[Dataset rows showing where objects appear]

━━━━━━

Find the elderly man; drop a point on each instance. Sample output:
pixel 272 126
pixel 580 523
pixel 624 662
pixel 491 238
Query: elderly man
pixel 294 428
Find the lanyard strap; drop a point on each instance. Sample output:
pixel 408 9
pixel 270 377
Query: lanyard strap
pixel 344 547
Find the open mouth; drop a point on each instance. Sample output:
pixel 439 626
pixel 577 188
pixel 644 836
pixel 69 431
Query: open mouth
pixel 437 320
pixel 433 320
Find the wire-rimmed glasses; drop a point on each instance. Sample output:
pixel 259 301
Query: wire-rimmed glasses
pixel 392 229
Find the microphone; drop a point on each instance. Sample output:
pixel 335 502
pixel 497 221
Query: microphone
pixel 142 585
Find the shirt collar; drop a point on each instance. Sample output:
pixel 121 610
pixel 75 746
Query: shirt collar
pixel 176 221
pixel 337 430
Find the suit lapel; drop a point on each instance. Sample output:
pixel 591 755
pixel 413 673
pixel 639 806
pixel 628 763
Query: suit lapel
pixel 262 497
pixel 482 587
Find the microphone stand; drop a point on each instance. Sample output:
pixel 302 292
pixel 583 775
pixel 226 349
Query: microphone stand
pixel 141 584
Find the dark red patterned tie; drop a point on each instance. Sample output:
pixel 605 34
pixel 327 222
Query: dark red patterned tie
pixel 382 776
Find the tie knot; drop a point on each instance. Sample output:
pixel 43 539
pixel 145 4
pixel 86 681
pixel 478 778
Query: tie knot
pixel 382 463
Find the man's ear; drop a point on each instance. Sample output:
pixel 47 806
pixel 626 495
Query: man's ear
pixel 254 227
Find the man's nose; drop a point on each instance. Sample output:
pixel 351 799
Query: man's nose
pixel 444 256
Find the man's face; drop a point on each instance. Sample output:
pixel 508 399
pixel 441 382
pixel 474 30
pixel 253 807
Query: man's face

━━━━━━

TASK TO COMPLETE: Turn every line of the rows above into a numbered list, leaving out any blank lines.

COMPLETE RESPONSE:
1. Find the elderly man; drop a point on each instance. Sample output:
2. pixel 272 126
3. pixel 580 523
4. pixel 624 662
5. pixel 491 238
6. Query: elderly man
7. pixel 294 428
8. Find the lanyard strap; drop a point on each instance. Sample output:
9. pixel 408 9
10. pixel 270 377
11. Query: lanyard strap
12. pixel 344 547
13. Find the open mouth; drop a point on each instance. Sample output:
14. pixel 439 626
15. pixel 577 188
16. pixel 644 836
17. pixel 69 431
18. Query: open mouth
19. pixel 437 320
20. pixel 433 320
21. Find the wire-rimmed glasses; drop a point on each instance. Sample output:
22. pixel 259 301
23. Query: wire-rimmed glasses
24. pixel 392 229
25. Find the microphone; drop a point on each instance. Sample output:
26. pixel 335 502
27. pixel 497 221
28. Query: microphone
29. pixel 142 585
30. Find the shirt collar; drop a point on each instance. Sample output:
31. pixel 121 610
32. pixel 75 746
33. Query: shirt collar
34. pixel 176 221
35. pixel 337 430
36. Find the suit lapel; drop a point on each instance. Sample output:
37. pixel 591 755
38. pixel 413 673
39. pixel 639 806
40. pixel 628 763
41. Query: suit lapel
42. pixel 262 497
43. pixel 482 587
44. Find the microphone stand; drop a point on each instance. Sample output:
45. pixel 302 292
46. pixel 583 775
47. pixel 226 349
48. Query: microphone stand
49. pixel 141 584
50. Find the dark red patterned tie; drop a point on each instance. Sample output:
51. pixel 605 34
52. pixel 327 222
53. Query: dark red patterned tie
54. pixel 382 776
55. Find the tie knot; drop a point on each instance. Sample output:
56. pixel 43 539
57. pixel 145 4
58. pixel 86 681
59. pixel 478 778
60. Query: tie knot
61. pixel 382 463
62. Find the man's ear; drop a point on each instance. Sample output:
63. pixel 47 806
64. pixel 626 495
65. Query: man's ear
66. pixel 254 227
67. Find the man's nose; drop a point on each instance. Sample output:
68. pixel 351 799
69. Query: man's nose
70. pixel 444 256
71. Find the man's face; drop a point on each instance. Sample output:
72. pixel 508 399
73. pixel 441 382
74. pixel 474 30
75. pixel 253 807
76. Query: man's face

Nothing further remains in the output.